» Actions to take
1. According to the commentary on the Los Angeles dispensary ban, what did the LA City Council decide to do instead of putting the issue before voters?
2. Carry on the commentary on the Los Angeles dispensary ban, picking up right after its final sentence.

» Provided passage
═══

The medical marijuana industry can be quite powerful when it gets its act together, as we saw last week when Los Angeles officials axed the city’s ban on cannabis dispensaries.
The move came after MMJ professionals and advocates made a successful, 11th-hour push to thwart the ban by gathering tens of thousands of signatures in just a few days to force a referendum. Rather than go through the costly process of putting the issue in front of voters, the LA City Council decided to abandon the whole plan.
Talk about clout.
As we’ve mentioned before, the national MMJ industry should develop a blueprint based on the LA strategy for how to respond to pressure from local governments. Dozens of communities have faced similar bans over the past couple years, but few have been able to mount an effective resistance. In many cases the local industry was too fractured, unorganized and/or unprepared to put up a fight.
That’s to be expected, as this is still a fledgling business. Over time, the MMJ industry will learn what works and what doesn’t, and it will develop successful strategies to force political change. Examining and learning from the response by the Los Angeles medical cannabis community is a good start.

═══

» Dataset content
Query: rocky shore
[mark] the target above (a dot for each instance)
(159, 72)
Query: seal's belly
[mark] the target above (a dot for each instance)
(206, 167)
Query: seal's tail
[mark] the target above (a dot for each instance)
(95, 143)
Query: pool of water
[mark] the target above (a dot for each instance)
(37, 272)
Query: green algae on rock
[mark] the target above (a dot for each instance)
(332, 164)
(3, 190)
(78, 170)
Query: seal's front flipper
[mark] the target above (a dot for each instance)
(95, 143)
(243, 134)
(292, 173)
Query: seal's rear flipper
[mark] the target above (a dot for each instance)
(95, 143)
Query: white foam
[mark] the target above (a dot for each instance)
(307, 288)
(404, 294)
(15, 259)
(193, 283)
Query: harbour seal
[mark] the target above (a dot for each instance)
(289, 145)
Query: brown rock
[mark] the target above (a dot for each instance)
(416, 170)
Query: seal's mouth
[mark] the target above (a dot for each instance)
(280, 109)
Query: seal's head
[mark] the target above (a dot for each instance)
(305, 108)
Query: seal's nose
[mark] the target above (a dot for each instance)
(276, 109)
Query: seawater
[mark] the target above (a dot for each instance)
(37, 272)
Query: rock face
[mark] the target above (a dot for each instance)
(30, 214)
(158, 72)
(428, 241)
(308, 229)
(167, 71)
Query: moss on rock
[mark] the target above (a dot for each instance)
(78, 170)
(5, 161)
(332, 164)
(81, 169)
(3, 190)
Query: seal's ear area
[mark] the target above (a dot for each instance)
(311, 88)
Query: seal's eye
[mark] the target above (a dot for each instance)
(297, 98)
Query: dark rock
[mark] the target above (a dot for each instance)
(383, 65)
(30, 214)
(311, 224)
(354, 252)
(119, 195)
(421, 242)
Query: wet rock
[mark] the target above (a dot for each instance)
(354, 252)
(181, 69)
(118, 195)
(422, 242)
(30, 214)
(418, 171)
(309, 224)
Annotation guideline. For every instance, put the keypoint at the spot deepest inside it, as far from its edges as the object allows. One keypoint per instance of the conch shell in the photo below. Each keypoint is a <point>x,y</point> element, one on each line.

═══

» Numbered responses
1. It decided to abandon the whole plan.

2.
Also last week, we wrote about how the decision on whether to support state-level medical marijuana initiatives isn’t as clear-cut for some medical cannabis professionals as it seems.
It’s considered blasphemy in MMJ circles to question whether cannabis legalization in Colorado, Oregon and Washington would actually help or hurt the medical cannabis industry in those states. But some dispensary owners and others involved in MMJ are indeed concerned about the effects of legalization on their businesses, fearing it will simply make them a bigger target for the feds.
It’s hard to predict exactly how federal officials will respond, and according to some accounts the government itself doesn’t even know. Supporters of the legalization measures say that the feds simply won’t have the time or resources – or even the desire – to aggressively target businesses selling marijuana if the initiatives pass. They also say getting two or more states to legalize cannabis will send a message to the government that the nation is accepting of marijuana and that people believe the feds should respect states’ rights on the issue.
Given the recent polls showing strong support for the legalization measures in Colorado and Washington State, we’ll likely soon find out how the government will respond, one way or the other.